• _AIM OF THE TASK_
Reproduce the entries below from their first line through the line containing "xmin=336 ymin=575 xmax=455 ymax=711", swapping "coral polyp cluster" for "coral colony" and leaving everything else as it is.

• _DATA FOR THE TASK_
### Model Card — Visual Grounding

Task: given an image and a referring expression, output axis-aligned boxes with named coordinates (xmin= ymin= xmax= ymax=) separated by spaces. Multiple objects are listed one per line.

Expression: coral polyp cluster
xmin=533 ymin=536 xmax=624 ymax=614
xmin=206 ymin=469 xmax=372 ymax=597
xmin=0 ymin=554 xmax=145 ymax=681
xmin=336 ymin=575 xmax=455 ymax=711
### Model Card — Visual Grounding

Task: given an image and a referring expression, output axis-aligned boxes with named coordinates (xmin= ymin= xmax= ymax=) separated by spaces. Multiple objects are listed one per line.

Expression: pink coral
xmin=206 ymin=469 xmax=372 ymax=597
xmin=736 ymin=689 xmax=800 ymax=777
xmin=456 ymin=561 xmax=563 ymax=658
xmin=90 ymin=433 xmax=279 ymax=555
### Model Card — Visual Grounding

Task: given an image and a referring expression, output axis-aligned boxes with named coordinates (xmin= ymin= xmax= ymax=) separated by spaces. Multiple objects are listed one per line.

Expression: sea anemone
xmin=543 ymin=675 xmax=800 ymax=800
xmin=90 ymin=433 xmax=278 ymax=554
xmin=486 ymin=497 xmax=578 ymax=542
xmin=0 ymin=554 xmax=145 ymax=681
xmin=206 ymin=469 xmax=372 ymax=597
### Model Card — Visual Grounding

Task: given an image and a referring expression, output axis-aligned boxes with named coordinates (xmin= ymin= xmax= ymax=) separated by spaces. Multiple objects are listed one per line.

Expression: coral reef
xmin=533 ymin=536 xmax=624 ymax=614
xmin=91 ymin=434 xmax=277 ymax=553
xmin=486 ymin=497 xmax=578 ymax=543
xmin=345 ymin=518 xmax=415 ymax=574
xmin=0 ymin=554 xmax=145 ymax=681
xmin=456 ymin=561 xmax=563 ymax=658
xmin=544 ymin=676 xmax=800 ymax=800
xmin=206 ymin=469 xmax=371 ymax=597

• _REPLY TO THE EXERCISE_
### Model Card — Visual Grounding

Task: given an image and a referring expression, output axis-aligned boxes with named coordinates (xmin= ymin= xmax= ymax=) separated by spaces. Multiple objects are listed one per line.

Expression: coral colony
xmin=533 ymin=536 xmax=624 ymax=614
xmin=206 ymin=469 xmax=372 ymax=597
xmin=0 ymin=554 xmax=145 ymax=681
xmin=336 ymin=575 xmax=455 ymax=711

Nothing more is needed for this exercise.